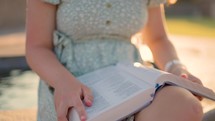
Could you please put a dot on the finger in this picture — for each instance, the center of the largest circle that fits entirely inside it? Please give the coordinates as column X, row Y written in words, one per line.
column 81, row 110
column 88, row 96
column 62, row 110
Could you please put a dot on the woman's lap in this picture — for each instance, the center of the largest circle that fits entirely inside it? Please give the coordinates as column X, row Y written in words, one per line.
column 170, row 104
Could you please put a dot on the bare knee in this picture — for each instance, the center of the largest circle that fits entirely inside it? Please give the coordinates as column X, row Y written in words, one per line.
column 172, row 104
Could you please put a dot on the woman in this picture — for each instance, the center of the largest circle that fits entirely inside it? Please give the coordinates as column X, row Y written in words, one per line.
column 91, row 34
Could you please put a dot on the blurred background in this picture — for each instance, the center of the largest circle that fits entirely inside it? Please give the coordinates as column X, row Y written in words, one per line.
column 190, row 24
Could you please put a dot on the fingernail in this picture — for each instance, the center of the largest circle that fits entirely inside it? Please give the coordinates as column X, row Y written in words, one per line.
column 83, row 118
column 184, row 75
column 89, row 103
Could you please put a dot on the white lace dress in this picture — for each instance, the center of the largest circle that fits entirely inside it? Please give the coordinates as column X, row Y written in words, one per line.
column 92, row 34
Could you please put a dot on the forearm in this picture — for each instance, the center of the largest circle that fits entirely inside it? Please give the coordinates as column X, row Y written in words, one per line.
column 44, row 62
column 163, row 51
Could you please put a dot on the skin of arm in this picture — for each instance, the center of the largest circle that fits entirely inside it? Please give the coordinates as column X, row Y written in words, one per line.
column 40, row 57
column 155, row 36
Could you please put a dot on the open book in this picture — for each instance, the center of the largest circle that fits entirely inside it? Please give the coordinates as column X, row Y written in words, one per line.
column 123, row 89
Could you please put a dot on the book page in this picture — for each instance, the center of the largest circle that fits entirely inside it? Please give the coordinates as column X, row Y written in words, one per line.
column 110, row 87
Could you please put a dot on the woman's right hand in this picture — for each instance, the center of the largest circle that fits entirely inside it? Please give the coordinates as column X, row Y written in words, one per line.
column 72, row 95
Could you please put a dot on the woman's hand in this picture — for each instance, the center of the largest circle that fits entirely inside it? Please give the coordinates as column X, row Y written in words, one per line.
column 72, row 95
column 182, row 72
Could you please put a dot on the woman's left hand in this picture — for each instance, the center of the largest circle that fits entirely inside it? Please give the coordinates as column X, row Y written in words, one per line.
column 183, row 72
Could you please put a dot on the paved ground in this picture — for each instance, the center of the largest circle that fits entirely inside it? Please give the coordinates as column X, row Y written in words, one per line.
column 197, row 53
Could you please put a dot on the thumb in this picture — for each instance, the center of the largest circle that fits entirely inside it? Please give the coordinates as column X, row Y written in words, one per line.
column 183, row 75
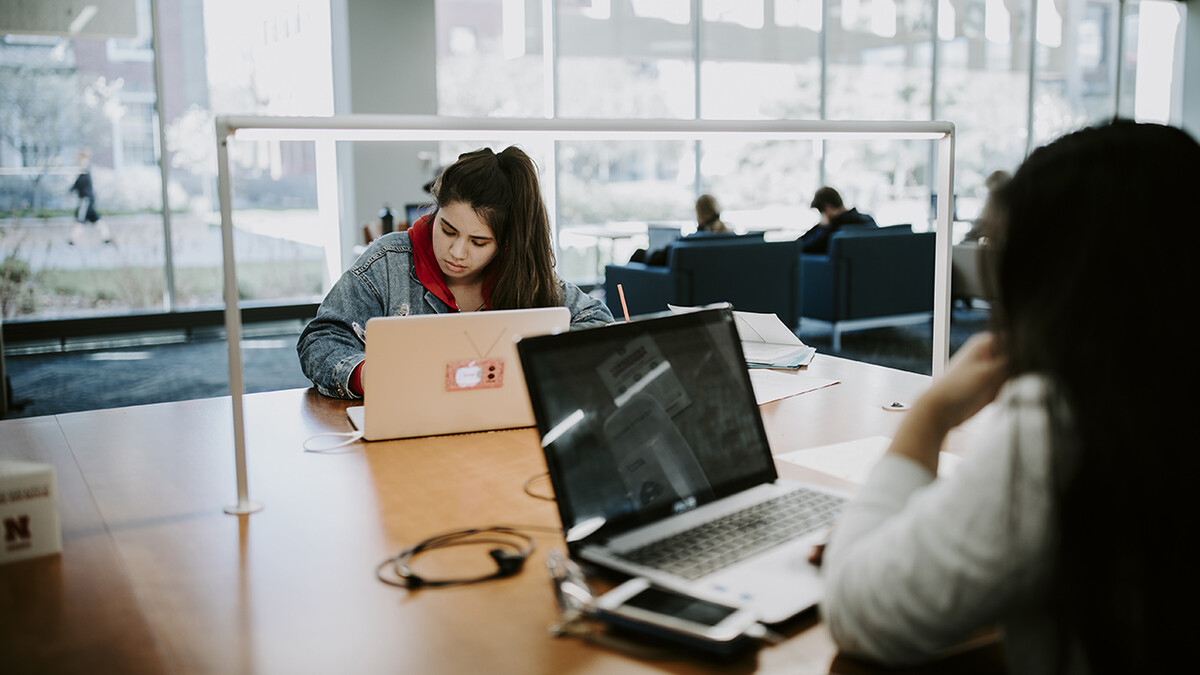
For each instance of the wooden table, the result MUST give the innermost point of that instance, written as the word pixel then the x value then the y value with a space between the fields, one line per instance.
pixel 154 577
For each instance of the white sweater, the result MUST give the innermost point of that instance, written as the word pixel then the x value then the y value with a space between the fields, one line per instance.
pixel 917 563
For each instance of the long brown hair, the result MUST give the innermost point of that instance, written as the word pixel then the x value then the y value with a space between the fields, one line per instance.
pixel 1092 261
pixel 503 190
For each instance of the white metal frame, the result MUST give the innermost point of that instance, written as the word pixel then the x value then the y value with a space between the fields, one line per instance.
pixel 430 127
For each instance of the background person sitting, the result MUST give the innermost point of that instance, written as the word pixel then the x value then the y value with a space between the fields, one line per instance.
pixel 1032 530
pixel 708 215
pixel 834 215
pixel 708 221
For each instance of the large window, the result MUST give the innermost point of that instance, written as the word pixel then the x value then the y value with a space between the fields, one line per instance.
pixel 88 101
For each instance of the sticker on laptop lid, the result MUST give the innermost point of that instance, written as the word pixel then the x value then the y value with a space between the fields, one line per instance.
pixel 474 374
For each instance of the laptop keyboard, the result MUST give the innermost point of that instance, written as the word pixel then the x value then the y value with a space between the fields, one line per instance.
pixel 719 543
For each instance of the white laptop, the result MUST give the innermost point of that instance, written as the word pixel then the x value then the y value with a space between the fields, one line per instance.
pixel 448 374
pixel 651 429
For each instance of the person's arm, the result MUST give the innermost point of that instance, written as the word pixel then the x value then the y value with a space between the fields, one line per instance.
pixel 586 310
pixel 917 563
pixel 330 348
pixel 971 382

What to work on » Copy out, word for word, the lines in the listing from the one containing "For each instance of the large" through the one containing "pixel 88 101", both of those lines included.

Final result »
For each instance of the large window, the result MUST give the innermost point of that instance, written as the word pixel then the x value then the y value with a space between the fields, one line per instance.
pixel 88 101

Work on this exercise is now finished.